Saved data entries:
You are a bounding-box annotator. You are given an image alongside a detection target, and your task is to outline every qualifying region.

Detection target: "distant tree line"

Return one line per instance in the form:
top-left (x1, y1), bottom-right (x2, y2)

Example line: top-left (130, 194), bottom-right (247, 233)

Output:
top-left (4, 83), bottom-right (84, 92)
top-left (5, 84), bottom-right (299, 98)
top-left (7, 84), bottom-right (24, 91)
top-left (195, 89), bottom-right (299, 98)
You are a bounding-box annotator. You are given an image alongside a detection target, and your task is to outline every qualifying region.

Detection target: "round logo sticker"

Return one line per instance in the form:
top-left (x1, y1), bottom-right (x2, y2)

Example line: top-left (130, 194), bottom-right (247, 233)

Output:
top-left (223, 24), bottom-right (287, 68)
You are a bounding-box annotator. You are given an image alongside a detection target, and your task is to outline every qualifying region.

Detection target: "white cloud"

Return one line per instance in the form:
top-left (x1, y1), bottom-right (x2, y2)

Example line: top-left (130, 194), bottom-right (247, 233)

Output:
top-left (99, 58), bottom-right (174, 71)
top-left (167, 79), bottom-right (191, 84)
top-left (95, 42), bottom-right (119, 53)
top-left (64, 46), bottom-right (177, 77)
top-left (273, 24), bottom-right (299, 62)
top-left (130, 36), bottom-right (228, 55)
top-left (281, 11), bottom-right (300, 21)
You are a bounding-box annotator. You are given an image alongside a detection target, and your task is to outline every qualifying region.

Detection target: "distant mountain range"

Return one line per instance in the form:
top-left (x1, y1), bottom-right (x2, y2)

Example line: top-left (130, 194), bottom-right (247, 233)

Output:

DIRECTIONS FOR THIS TASK:
Without any alteration, repeat each entry shown above.

TASK ANSWER:
You are a bounding-box annotator. You are given an image alongside a detection target, and your task is to outline every qualifying region.

Detection target: "distant tree line"

Return one line per instance in the form:
top-left (x1, y1), bottom-right (x2, y2)

Example line: top-left (130, 194), bottom-right (247, 233)

Output:
top-left (4, 83), bottom-right (84, 92)
top-left (5, 84), bottom-right (299, 98)
top-left (7, 84), bottom-right (24, 91)
top-left (195, 89), bottom-right (299, 98)
You are a bounding-box annotator. You are given an image alongside a detection target, and your task is to outline every qualifying region.

Detection target: "round logo sticker"

Return one line per instance in the form:
top-left (x1, y1), bottom-right (x2, y2)

Example line: top-left (130, 194), bottom-right (247, 233)

Output:
top-left (223, 24), bottom-right (287, 68)
You are a bounding-box annotator. You are given an image alongside a detection target, and your task is to outline every qualifying region.

Detection target: "white cloud"

Return one line per instance in the form:
top-left (x1, y1), bottom-right (x2, y2)

Example line: top-left (130, 194), bottom-right (247, 233)

Output:
top-left (99, 58), bottom-right (174, 71)
top-left (167, 79), bottom-right (191, 84)
top-left (95, 42), bottom-right (119, 53)
top-left (64, 46), bottom-right (177, 77)
top-left (273, 24), bottom-right (299, 62)
top-left (130, 36), bottom-right (228, 55)
top-left (281, 11), bottom-right (300, 21)
You are a bounding-box annotator. You are given an image alongside a detection target, and your task is to outline every qualifying region.

Detection target: "distant mountain range"

Return one line per instance in the form:
top-left (x1, y1), bottom-right (x2, y2)

Example line: top-left (130, 194), bottom-right (247, 233)

Output:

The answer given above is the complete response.